SHORT PROBLEM
Copy all of the material exactly. Pictures are not to appear in the copy.

EXTRACTED RECORDS

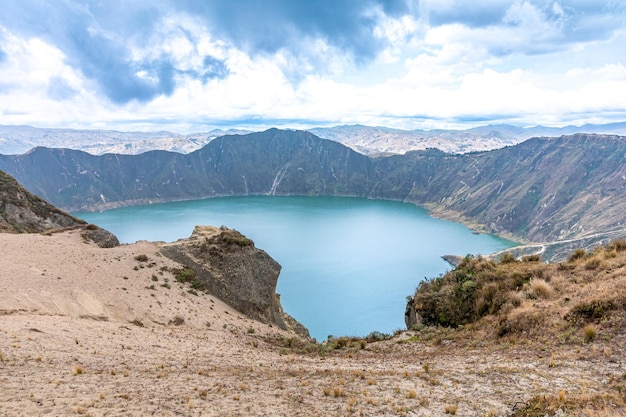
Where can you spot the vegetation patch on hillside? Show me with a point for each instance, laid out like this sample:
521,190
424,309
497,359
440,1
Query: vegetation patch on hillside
527,297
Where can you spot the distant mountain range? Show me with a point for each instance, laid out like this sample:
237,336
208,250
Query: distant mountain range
374,141
20,139
541,190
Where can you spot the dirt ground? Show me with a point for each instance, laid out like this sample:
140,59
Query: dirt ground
92,331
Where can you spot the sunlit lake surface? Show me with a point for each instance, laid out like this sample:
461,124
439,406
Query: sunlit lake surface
348,263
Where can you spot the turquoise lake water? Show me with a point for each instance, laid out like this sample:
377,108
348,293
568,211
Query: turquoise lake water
347,263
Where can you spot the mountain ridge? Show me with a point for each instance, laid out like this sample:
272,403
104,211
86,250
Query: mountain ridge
542,190
369,140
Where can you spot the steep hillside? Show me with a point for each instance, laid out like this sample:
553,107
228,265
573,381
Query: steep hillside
122,331
23,212
542,190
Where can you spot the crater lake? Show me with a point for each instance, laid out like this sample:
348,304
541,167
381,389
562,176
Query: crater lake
348,264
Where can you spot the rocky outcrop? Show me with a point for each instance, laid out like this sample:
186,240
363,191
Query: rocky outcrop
24,212
229,266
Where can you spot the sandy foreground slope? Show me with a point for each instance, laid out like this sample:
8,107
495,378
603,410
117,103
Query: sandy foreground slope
92,331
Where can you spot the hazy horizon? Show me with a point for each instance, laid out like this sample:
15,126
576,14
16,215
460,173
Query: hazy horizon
185,66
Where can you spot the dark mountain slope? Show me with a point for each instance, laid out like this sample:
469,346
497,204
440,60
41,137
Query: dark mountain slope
544,189
540,190
23,212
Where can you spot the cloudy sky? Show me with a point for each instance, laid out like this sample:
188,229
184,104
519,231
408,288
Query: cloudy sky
191,65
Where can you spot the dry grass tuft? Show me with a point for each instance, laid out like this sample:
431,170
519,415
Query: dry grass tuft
538,288
589,333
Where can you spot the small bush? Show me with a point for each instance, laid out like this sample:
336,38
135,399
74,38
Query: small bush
618,245
538,288
589,333
593,263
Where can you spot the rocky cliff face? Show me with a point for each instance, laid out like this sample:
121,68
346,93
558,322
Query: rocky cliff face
229,266
542,190
224,262
24,212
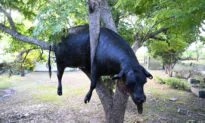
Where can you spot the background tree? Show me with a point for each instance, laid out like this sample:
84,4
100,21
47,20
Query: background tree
157,25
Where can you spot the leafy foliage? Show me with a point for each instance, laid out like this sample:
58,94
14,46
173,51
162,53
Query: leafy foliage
183,20
174,83
56,16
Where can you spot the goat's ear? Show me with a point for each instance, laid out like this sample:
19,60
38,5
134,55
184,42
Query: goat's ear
118,76
147,74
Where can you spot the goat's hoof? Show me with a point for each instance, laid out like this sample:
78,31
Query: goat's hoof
59,93
87,99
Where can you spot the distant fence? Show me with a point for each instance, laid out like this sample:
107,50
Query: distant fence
43,67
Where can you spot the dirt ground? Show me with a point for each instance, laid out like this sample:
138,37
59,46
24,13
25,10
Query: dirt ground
33,99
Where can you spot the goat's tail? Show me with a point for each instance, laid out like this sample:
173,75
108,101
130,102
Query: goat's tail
49,61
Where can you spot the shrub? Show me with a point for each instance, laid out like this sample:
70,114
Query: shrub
160,80
174,83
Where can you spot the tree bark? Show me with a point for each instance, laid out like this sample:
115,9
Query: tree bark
114,103
94,26
137,44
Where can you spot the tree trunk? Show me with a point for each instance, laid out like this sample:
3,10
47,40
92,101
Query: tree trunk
137,43
114,103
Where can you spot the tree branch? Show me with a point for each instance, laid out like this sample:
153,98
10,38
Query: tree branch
11,22
158,38
152,35
23,38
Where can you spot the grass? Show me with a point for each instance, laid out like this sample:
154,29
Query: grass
49,93
4,82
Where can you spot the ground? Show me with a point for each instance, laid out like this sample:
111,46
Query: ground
33,99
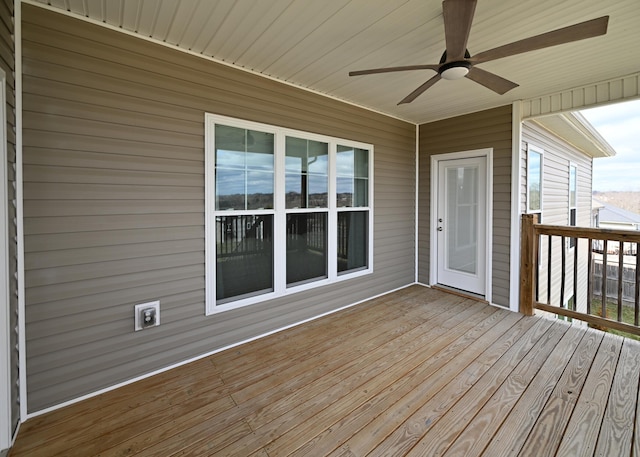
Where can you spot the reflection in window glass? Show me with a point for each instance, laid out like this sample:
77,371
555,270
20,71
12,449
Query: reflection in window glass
352,169
352,240
244,169
306,247
573,185
244,256
534,180
307,173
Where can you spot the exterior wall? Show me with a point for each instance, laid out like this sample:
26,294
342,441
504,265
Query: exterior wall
557,156
487,129
7,63
114,203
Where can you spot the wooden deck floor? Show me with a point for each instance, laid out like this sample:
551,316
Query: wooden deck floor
418,372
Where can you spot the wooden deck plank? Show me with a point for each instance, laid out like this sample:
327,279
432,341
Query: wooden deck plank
339,424
450,417
129,415
398,397
347,390
253,356
415,372
509,415
371,437
544,438
582,432
330,353
275,405
616,436
250,370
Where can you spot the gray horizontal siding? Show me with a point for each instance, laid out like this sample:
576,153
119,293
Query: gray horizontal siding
487,129
114,203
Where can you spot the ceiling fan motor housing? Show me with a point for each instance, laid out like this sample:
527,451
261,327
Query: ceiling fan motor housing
454,70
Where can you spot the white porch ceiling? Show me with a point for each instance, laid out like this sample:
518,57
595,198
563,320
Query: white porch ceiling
314,44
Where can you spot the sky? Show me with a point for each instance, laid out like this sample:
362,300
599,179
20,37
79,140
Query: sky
619,125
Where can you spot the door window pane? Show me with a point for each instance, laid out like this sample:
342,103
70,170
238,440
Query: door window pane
462,219
244,256
352,240
306,247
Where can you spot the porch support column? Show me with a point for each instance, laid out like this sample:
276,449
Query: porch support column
529,253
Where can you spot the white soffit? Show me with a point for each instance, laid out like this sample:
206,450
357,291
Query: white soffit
315,44
577,131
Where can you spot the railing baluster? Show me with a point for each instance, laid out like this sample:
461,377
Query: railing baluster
597,269
563,269
620,278
636,309
604,279
549,256
590,278
575,273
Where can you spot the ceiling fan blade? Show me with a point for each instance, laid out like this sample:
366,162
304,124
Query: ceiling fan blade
416,93
458,16
491,81
576,32
390,69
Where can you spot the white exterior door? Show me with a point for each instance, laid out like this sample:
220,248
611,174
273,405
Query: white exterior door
461,227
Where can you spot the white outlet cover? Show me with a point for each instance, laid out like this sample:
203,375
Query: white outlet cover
138,314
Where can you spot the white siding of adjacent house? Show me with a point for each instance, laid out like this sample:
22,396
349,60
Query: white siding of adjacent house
558,155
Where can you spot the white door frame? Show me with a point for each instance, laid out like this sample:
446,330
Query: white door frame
433,260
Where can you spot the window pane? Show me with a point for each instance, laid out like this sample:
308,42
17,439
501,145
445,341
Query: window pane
296,155
259,190
352,176
318,191
230,189
344,161
259,150
344,189
361,163
534,178
293,191
318,158
230,147
306,247
353,240
307,178
244,256
573,185
361,192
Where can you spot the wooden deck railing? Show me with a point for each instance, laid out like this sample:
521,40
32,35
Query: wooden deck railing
581,273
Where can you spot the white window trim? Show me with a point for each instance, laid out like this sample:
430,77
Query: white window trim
573,165
279,212
574,207
5,318
532,148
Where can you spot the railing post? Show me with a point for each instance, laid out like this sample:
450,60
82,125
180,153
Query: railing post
528,264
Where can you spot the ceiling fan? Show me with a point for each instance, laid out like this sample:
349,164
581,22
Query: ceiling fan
456,62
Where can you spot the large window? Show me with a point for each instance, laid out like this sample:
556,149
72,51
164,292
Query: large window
534,181
286,211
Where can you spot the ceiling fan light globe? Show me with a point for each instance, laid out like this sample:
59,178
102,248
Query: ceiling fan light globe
454,72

SOLUTION TO THIS EXERCISE
Where can you spot the vegetation patch on hillside? Show me with a point for each instance, laid out like this sample:
521,190
424,309
497,359
440,1
Query: vegetation patch on hillside
527,297
Where can you spot the distant mountain range? Show me with a point for each instance, laid out like this sample:
237,336
208,250
Query: distant mountain range
374,141
20,139
541,190
Where can you spot the dirt ground? Show me with a point for each instance, laid out like this sample:
140,59
Query: dirt ground
92,331
Where can you spot the sunlit lake surface? Show me with a point for each instance, laid out like this sample:
461,124
439,406
Query: sunlit lake surface
348,263
Where can you spot the turquoise lake water? Show me with a point for each instance, laid out like this sample:
377,108
348,293
568,211
Query: turquoise lake water
347,263
Where can you spot the mountain ridge? Show me with a point for each instance, laid out like this sample:
272,403
104,211
86,250
Query: mountain ridge
542,190
369,140
Where can you spot the steep hillside? Show me with a point for each instance, laid out like this sample:
553,107
228,265
573,381
Query: steep hillside
122,331
23,212
542,190
Where can you spot the crater lake? Show me with a point for each instance, laid out like this sample:
348,304
541,167
381,389
562,176
Query: crater lake
348,264
Where can you spot the rocky outcrop? Show me with a point for each instance, laid out like this sample:
186,240
363,191
Query: rocky outcrop
24,212
229,266
Where can you spot the sandy foreground slope? Show me with a point for each instance, laid out like this sample:
8,107
495,378
603,410
117,103
Query: sandy foreground slope
92,331
Where can you spot the hazy horizon? Show me with a point for each instance, laid out like this sample:
15,126
576,14
16,215
460,173
Query: hazy horizon
185,66
Where can you spot the dark mountain slope? Show me with a point for each instance, laid out like this sample:
469,346
497,204
440,60
41,137
Query: dark mountain slope
544,189
540,190
23,212
Where can you spot the cloudy sky? Show me with a point for each instance, laid out like this sample:
188,229
184,104
519,231
408,288
Query: cloudy sky
191,65
Where can you spot the dry grass tuft? Show me with a point for each instance, laid out like this sample:
431,170
519,415
Query: dry grass tuft
538,288
589,333
Where can you spot the small bush? Show me with a point for each instance, laid out like this sample:
336,38
135,399
74,38
Query: small bush
618,245
538,288
589,333
593,263
Where can you spot the rocky cliff face? Show me with a point for each instance, laid out like this sample:
121,68
346,93
558,322
Query: rocky cliff face
229,266
542,190
224,262
24,212
Where can you spot the background tree? Show me with a point for each instance, laid out like this sample:
84,4
100,21
47,20
Query: background tree
157,25
Where can you spot the leafy foliage? Show me with a point for each instance, laid out like this sample:
58,94
14,46
173,51
162,53
Query: leafy foliage
183,20
174,83
56,16
Where can you spot the goat's ear? Show me with a point for each instance, laid out like this sample:
19,60
38,5
134,55
184,42
Query: goat's ear
118,76
147,74
Where can you spot the goat's hoof? Show me with a point for each instance, laid out like this sample:
78,31
Query: goat's hoof
59,93
87,99
Where can you spot the distant fence? Show me with a point for each instance, laid out like this sample:
107,50
Query: distant fence
43,67
Where can you spot the dirt ground? Show me with a point for each instance, laid out like this sample:
138,37
59,46
24,13
25,10
Query: dirt ground
33,99
Where can you spot the goat's tail? Show me with a point for each instance, laid out like this sample:
173,75
108,101
130,102
Query: goat's tail
49,61
Where can you spot the shrub? Show me with a point for each instance, laid out like this sample:
70,114
Query: shrub
160,80
174,83
Where can you spot the tree bark? Show me with a point for each instance, laid out like this sample:
115,9
Query: tree bark
114,103
94,26
137,44
Where can you spot the tree trunk? Show me with a point for each instance, laid out like this sample:
3,10
47,40
92,101
Query: tree trunk
137,43
114,103
Where can you spot the tree branch? Show me with a point for each instance, laid out like this sample:
153,98
10,38
Query: tree branch
11,22
158,38
152,35
23,38
Where can you spot the grass? Show me with a point for each instance, laid out like this sample:
154,29
Query: grass
49,93
4,82
Where can you spot the ground? Show me with a point for each instance, laid out like this sample:
111,46
Query: ground
33,99
Where can you spot the reflection in window glass? Show me with a point for each instance, laid out like this sample:
77,371
555,270
20,71
12,449
Query: reflection in window glass
352,169
352,240
244,169
306,247
573,185
244,256
534,180
307,173
Where can you spot the exterior wall? Show me with a point for each instance, laid out like this sample:
26,294
342,441
504,265
Query: exterior wall
557,156
487,129
7,63
114,203
Where can you spot the wooden deck floor? Show me with a point for each instance, laid out like this sample:
551,316
Query: wooden deck floor
418,372
Where can you spot the wooden deck plank? Show me with a point for each instance, laid out like this sample:
327,279
432,341
Query: wooden deck plank
339,424
450,417
129,415
398,397
347,390
253,356
415,372
509,415
371,437
544,438
582,432
330,353
275,405
616,436
250,370
Where can you spot the gray horizontal siding? Show me with a point for each instance, laid out like this sample:
576,153
119,293
Query: gray horizontal siding
487,129
114,203
Where can you spot the ceiling fan motor housing? Show me with a point for each instance, laid out like this sample:
527,451
261,327
Query: ceiling fan motor housing
454,70
Where can you spot the white porch ceiling? Show me with a point for each instance, laid out like this sample:
518,57
595,198
563,320
Query: white porch ceiling
314,44
Where can you spot the sky? Show me with a point for each instance, laid out like this sample:
362,300
599,179
20,37
79,140
Query: sky
619,125
Where can you spot the door window pane? Show me with a point for each instance, laid out like this sample:
342,103
70,170
238,440
Query: door window pane
462,219
244,256
352,240
306,247
Where can you spot the porch support column? Show me with a point for each instance, laid out like this sample:
276,449
Query: porch support column
529,253
Where can you spot the white soffit? Show me with a point for each instance, laid out like this sample:
206,450
357,291
Query: white soffit
315,44
577,131
Where can you spot the railing baluster? Show me with a point for each instance, laid out like this sample:
461,377
Query: railing baluster
597,269
563,269
620,278
636,309
604,279
549,256
590,278
575,273
Where can you spot the ceiling fan blade? Show me with a point for each instance, laid out like this sample:
366,162
304,124
Query: ceiling fan blade
416,93
458,16
491,81
576,32
390,69
Where can you spot the white exterior door? Show me with a point for each instance, laid out like this sample:
220,248
611,174
273,405
Query: white exterior door
461,227
Where can you spot the white outlet cover? Show me with a point for each instance, laid out like this sample:
203,375
Query: white outlet cover
138,314
Where can you spot the white siding of adjacent house? Show me with a point for each instance, laid out like this sample:
22,396
349,60
Query: white siding of adjacent house
558,155
Where can you spot the white door frame? Show me with a point for each instance, laid out like this sample:
446,330
Query: white door frame
433,260
Where can you spot the window pane? Show me with a point for each instance, laid out like this sample:
308,42
17,439
501,145
445,341
Query: window pane
296,155
259,190
352,176
318,191
230,189
344,161
259,150
344,189
361,163
534,178
293,191
318,158
230,147
306,247
353,240
307,178
244,256
573,185
361,192
Where can you spot the wooden deck railing? Show me with a point for each instance, laid out like this sample:
521,40
32,35
Query: wooden deck railing
581,273
Where can you spot the white window trim? Show me with a point for each instance, laid out like this sample:
430,77
Query: white window trim
573,165
279,212
574,207
5,318
532,148
Where can you spot the railing post? Show me with a point for each instance, laid out like this sample:
450,60
82,125
180,153
Query: railing post
528,264
Where can you spot the ceiling fan? Show me with a point for each instance, laid out like this sample:
349,164
581,22
Query: ceiling fan
456,62
Where can you spot the large window? Show me with a point for each instance, laid out like this sample:
556,149
72,51
164,292
Query: large window
534,181
286,211
Where can you spot the ceiling fan light globe? Show me with a point for each instance, laid out like this sample:
59,178
102,248
Query: ceiling fan light globe
454,72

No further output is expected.